▶ [Task set]
a. According to the text on yards per carry, how many running backs have 500 carries since 2008?
b. Translate this sentence from the text on yards per carry into Spanish: "Backs get a high workload because the coaching staff thinks they're good and wants to give them the ball."
c. Name every running back in the text on yards per carry that is given a rank from 19th through 40th, with each one's rank.

▶ [Text]
What is going on here? Why is having a terrible rookie yards per carry average such a positive sign for a player's career? The truth is that a poor yards per carry average isn't a positive sign. It just isn't a negative one, either. I'm providing a list of high-workload rookies with a low yards per carry, and the high-workload part is the real key.
Backs get a high workload because the coaching staff thinks they're good and wants to give them the ball. In the long run, backs who coaching staffs think are good and want to give the ball... tend to be pretty good. The low ypc, in the meantime, is just a meaningless fluke.
What is Yards Per Carry, Anyway?
To understand why yards per carry is a fluke, you have to understand something very important about yards per carry. It's not measuring how good a running back is. Using the terminology from our introductory column, where “X” represents the stable factors intrinsic to a running back himself, or "skill", and “Y” represents random environmental noise, or "luck"... yards per carry is closer to 0% “X” and 100% “Y” than nearly anyone would guess.
Statisticians have a concept called “face validity”. Most of the rest of us better know it as “the smell test”. Let's say I invent a statistic that I claim measures how good running backs are. The first thing I should do is look at a list of running backs under my new statistic and see if my statistic has face validity— see if it passes the smell test.
If I ranked all 69 running backs who have 500 carries since 2008, and my #1 back was Jamaal Charles and my #69 back was Trent Richardson, that would pass the smell test. But if my top-10 also included C.J. Spiller, Justin Forsett, Felix Jones, and Pierre Thomas, while Le'Veon Bell ranked 19th, Marshawn Lynch ranked 32nd, Frank Gore ranked 35th, and Matt Forte ranked 40th... that doesn't really pass the smell test anymore. But that's what the list of running backs ranked by ypc gives us.

▶ [Supplied information]

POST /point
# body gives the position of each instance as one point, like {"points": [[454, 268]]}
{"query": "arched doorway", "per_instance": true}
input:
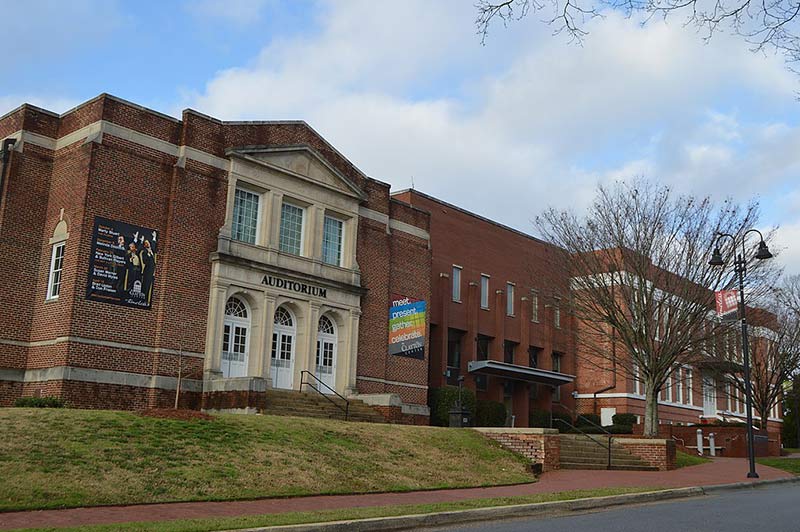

▶ [Responses in order]
a. 69

b. Los corredores reciben una carga de trabajo alta porque el cuerpo técnico cree que son buenos y quiere darles el balón.

c.
Le'Veon Bell, 19th
Marshawn Lynch, 32nd
Frank Gore, 35th
Matt Forte, 40th